- _REQUIRED WORK_: Beginning at the line with "Each instance receives one keypoint. Mark the ocean", output each line to the end of the listing below exactly, please.

- _SOURCE MATERIAL_:

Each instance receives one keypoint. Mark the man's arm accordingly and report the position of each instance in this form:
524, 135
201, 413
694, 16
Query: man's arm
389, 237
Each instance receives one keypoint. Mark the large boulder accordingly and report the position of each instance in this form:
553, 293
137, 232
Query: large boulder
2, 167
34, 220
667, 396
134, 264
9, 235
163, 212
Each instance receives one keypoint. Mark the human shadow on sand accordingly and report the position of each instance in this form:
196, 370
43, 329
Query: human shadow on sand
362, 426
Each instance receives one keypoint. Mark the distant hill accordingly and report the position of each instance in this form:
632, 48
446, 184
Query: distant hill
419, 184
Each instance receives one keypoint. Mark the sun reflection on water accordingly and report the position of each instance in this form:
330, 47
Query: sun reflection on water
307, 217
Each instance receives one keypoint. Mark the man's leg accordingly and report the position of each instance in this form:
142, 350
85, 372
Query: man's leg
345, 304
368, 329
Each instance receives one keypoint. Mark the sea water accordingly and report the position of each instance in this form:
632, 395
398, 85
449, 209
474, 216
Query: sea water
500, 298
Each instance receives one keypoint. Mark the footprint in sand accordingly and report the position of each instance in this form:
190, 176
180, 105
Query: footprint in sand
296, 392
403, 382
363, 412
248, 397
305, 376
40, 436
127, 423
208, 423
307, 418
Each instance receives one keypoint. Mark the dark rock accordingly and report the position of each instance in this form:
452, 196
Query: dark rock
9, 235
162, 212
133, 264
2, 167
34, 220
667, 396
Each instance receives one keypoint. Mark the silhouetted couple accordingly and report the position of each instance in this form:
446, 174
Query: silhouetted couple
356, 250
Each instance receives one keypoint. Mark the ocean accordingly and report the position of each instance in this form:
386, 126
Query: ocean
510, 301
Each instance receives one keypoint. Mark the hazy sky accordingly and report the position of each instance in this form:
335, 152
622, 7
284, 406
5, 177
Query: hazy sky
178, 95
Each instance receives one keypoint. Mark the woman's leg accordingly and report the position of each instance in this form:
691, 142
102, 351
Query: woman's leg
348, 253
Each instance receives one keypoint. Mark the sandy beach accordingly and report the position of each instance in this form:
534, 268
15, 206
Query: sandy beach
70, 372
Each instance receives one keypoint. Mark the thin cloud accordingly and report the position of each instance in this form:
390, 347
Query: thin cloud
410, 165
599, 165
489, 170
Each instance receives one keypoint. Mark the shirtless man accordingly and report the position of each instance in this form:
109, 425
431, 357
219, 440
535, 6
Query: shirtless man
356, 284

- _SOLUTION TO THE PROBLEM_:
Each instance receives one keypoint. Mark the ocean accordingly and report the position of each instance in this form:
386, 126
Query: ocean
510, 301
Each instance receives one keypoint. Mark the hazy sky accordingly and report the position of each instance in this form:
335, 152
622, 7
284, 406
5, 177
Query: hazy sky
178, 95
Each instance receives one keypoint. Mark the woman's leg accordingly and report the position of each instance in this form:
691, 142
102, 351
Query: woman's leg
348, 253
Each instance receives one keypoint. Mark the sandy beach accordingly and report the position of each instance in this form:
534, 268
15, 206
Query: sandy beach
70, 372
Each instance receives one keypoint. Mark the thin cloud accordingly and report the position of each instance in this form:
390, 347
Query: thin cloud
410, 165
599, 165
489, 170
Each instance receives one keypoint. Mark the shirtless man accordingly and report the position of each instance in this form:
109, 425
431, 357
219, 440
535, 6
Query: shirtless man
356, 284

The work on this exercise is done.